EXERCISE DIRECTIONS: Return every one of the records below line for line with no changes, leaving out the pictures.

GIVEN DATA:
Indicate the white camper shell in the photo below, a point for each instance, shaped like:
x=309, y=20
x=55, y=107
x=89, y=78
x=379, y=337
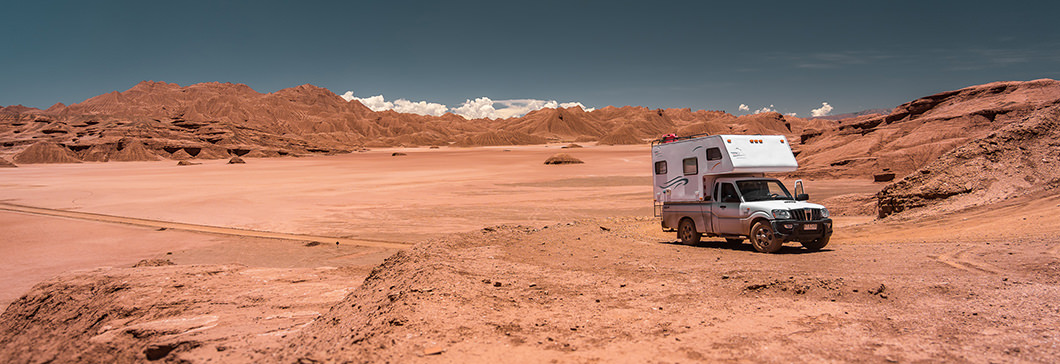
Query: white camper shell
x=681, y=166
x=714, y=185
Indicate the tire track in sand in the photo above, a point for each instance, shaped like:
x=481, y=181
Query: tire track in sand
x=195, y=227
x=960, y=260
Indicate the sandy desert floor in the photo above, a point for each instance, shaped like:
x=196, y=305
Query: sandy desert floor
x=514, y=258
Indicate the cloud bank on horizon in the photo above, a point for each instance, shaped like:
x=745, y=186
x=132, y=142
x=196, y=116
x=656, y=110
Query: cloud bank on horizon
x=478, y=108
x=823, y=110
x=487, y=108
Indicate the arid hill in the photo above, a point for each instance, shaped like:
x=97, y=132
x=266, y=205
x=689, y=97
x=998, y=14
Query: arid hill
x=917, y=133
x=1019, y=159
x=215, y=120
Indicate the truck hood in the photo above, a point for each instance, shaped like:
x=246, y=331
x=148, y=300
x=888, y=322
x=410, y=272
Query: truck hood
x=781, y=205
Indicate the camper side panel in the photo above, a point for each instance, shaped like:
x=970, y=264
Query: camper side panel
x=678, y=169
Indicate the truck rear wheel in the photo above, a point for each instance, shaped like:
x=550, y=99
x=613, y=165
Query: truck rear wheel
x=764, y=239
x=687, y=232
x=817, y=244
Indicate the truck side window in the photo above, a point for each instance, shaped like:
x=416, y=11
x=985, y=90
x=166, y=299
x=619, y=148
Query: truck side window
x=713, y=153
x=691, y=166
x=728, y=193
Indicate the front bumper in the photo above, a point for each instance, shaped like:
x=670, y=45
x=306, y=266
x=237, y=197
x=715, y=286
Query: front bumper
x=802, y=230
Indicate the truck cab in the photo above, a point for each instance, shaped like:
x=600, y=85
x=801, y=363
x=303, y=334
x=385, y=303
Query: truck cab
x=732, y=198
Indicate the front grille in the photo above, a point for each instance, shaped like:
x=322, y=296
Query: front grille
x=806, y=214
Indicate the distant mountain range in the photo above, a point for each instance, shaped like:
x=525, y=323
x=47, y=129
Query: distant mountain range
x=214, y=120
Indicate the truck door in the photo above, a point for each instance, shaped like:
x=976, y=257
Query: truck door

TASK ANSWER:
Indicate the white camper shell in the photo below, a point for each instance, shaped like:
x=309, y=20
x=55, y=107
x=89, y=78
x=379, y=337
Query: white camper shell
x=681, y=166
x=714, y=185
Indicate the tire track in sand in the photo above, a point for each instance, shaped like:
x=481, y=181
Query: tire track in sand
x=195, y=227
x=960, y=260
Indicate the sandy desert floor in the photo above, a point for each instance, shaped like:
x=196, y=305
Query: sandy desert floor
x=514, y=258
Indicate the cloud bank on horizon in the photo above, a point for each instance, shaped like:
x=745, y=186
x=132, y=142
x=196, y=116
x=656, y=110
Query: cloud bank on horizon
x=478, y=108
x=823, y=110
x=487, y=108
Indicate the arid hill in the photo above, a point for each instance, shaped like:
x=97, y=132
x=266, y=205
x=689, y=97
x=998, y=14
Query: arid hill
x=917, y=133
x=1019, y=159
x=215, y=120
Indicate the truck hood in the photo above, a point for each instance, shaped like:
x=246, y=331
x=148, y=300
x=888, y=322
x=410, y=272
Query: truck hood
x=781, y=205
Indicate the camper side panel in the photo above, a point for each instance, shaped like:
x=970, y=264
Query: camper side panel
x=678, y=169
Indicate the truck rear wheel in the photo above, a point for each instance, shaped like:
x=550, y=99
x=613, y=165
Query: truck rear wheel
x=764, y=239
x=687, y=232
x=817, y=244
Indicate the truck side window in the photo above, a point for each instance, shaped like:
x=416, y=11
x=985, y=90
x=166, y=299
x=619, y=148
Query: truck side window
x=713, y=153
x=691, y=166
x=728, y=193
Indicate the front bumper in the photo above, a point for each instance, shaped like:
x=670, y=45
x=306, y=266
x=237, y=197
x=715, y=286
Query: front bumper
x=802, y=230
Indicate the truck cab in the photo above, a point for each instance, shaped like:
x=600, y=85
x=801, y=363
x=303, y=334
x=385, y=303
Query: truck cab
x=732, y=198
Indicate the front grille in the photo above, a point for each instance, shaped like:
x=322, y=296
Query: front grille
x=806, y=214
Indicate the distant mountain range in the photo above, a point for each instance, shaped like:
x=525, y=323
x=47, y=129
Query: distant mountain range
x=214, y=120
Indicate the truck door in the photo above, a point for each instance, shaped like:
x=976, y=257
Query: truck door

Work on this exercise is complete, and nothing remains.